- [REQUIREMENT]:
Give back exactly the line containing "rough mask: <svg" together with all the lines after it, ending at the final line below.

───── AVAILABLE DATA ─────

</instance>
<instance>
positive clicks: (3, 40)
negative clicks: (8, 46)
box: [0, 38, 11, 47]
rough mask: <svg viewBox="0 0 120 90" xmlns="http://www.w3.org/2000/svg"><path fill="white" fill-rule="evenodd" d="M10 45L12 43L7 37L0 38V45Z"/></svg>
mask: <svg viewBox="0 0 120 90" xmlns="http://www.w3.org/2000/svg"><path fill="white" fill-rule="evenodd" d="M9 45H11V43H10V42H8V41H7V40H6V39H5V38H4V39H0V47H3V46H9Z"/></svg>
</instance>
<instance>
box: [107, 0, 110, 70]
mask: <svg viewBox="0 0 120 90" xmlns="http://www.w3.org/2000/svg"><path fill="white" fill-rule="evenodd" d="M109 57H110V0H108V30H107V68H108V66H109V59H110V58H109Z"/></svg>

─────

- [ANSWER SECTION]:
rough mask: <svg viewBox="0 0 120 90" xmlns="http://www.w3.org/2000/svg"><path fill="white" fill-rule="evenodd" d="M10 45L12 43L7 37L0 38V45Z"/></svg>
mask: <svg viewBox="0 0 120 90" xmlns="http://www.w3.org/2000/svg"><path fill="white" fill-rule="evenodd" d="M9 45H11V43H10V42H8V41H7V40H6V39H5V38H4V39H0V47H3V46H9Z"/></svg>
</instance>
<instance>
box: [107, 0, 110, 70]
mask: <svg viewBox="0 0 120 90" xmlns="http://www.w3.org/2000/svg"><path fill="white" fill-rule="evenodd" d="M109 57H110V0H108V30H107V68H108V66H109V59H110V58H109Z"/></svg>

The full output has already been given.